>> begin PROVIDED TEXT

Re: New node not joining

2011-05-09 Thread Sanjeev Kulkarni
Thanks!

On Sun, May 8, 2011 at 3:40 PM, aaron morton wrote:

> Ah, I see the case you are talking about.
>
> If the node will auto bootstrap on startup if when it joins the ring: it is
> not already bootstrapped, auto bootstrap is enabled, and the node is not in
> it's own seed list.
>
> In the auto bootstrap process then finds the token it wants, but aborts the
> process if there are no non system tables defined.That may happen because
> the bootstrap code finds the node with the highest load and splits it's
> range, if all the nodes have zero load (no user data) then that process is
> unreliable. But it's also unreliable if there is a schema and no data.
>
> Created https://issues.apache.org/jira/browse/CASSANDRA-2625 to see if it
> can be changed.
>
> Thanks
>
> -
> Aaron Morton
> Freelance Cassandra Developer
> @aaronmorton
> http://www.thelastpickle.com
>
> On 7 May 2011, at 05:25, Len Bucchino wrote:
>
> While I agree that what you suggested is a very good idea the bootstrapping
> process _*should*_ work properly.

>> end PROVIDED TEXT
>> begin STORED DATA

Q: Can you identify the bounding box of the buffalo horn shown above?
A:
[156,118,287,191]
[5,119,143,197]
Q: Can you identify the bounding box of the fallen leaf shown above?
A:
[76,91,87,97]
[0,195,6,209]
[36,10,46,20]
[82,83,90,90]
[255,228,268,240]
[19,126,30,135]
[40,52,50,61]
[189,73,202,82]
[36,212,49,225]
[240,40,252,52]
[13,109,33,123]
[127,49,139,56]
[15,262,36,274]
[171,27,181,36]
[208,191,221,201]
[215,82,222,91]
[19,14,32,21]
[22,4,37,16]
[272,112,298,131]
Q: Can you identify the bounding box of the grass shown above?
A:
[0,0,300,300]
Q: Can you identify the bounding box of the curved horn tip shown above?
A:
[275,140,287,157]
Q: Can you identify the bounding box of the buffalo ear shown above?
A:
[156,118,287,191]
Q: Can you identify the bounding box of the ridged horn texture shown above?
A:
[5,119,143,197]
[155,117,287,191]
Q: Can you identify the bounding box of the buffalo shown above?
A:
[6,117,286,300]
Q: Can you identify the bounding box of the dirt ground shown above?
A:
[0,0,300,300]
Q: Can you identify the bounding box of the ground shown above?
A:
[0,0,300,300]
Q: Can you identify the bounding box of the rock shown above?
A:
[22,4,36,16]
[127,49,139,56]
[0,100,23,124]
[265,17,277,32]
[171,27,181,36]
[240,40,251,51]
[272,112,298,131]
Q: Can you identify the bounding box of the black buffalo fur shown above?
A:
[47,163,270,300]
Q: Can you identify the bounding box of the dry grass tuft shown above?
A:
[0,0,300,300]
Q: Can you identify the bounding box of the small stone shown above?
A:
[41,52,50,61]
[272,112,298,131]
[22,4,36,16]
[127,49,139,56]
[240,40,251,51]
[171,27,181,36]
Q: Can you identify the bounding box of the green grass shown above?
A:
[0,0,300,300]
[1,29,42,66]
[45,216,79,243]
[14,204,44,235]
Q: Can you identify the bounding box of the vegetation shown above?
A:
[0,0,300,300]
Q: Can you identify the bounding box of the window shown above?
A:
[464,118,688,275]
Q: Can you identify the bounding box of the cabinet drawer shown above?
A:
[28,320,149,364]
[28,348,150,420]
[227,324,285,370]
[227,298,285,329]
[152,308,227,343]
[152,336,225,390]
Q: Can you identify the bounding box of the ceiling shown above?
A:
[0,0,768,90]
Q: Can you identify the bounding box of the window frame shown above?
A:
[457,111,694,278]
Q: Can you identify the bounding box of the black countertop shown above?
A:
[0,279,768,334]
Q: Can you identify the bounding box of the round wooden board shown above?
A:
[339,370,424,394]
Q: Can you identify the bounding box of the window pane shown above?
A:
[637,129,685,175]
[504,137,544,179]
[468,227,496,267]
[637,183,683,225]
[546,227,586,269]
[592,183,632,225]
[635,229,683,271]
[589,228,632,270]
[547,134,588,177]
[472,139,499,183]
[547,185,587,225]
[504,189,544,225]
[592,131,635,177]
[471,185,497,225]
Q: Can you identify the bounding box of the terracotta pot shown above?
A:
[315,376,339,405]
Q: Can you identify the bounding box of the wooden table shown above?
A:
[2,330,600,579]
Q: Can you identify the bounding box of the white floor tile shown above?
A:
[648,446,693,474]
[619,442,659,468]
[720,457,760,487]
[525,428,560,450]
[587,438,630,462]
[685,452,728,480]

>> end STORED DATA

§ LIST OF TASKS
A: In the thread about a new node not joining, what issue did Aaron Morton create to see if the behavior can be changed?
B: Repeat the lines of the listing from the line with "Q: Can you identify the bounding box of the wooden" up to and including the line with "[2,330,600,579]".
The listing has no connection to the thread.

§ SOLUTIONS BELOW
A: CASSANDRA-2625

B:
Q: Can you identify the bounding box of the wooden table shown above?
A:
[2,330,600,579]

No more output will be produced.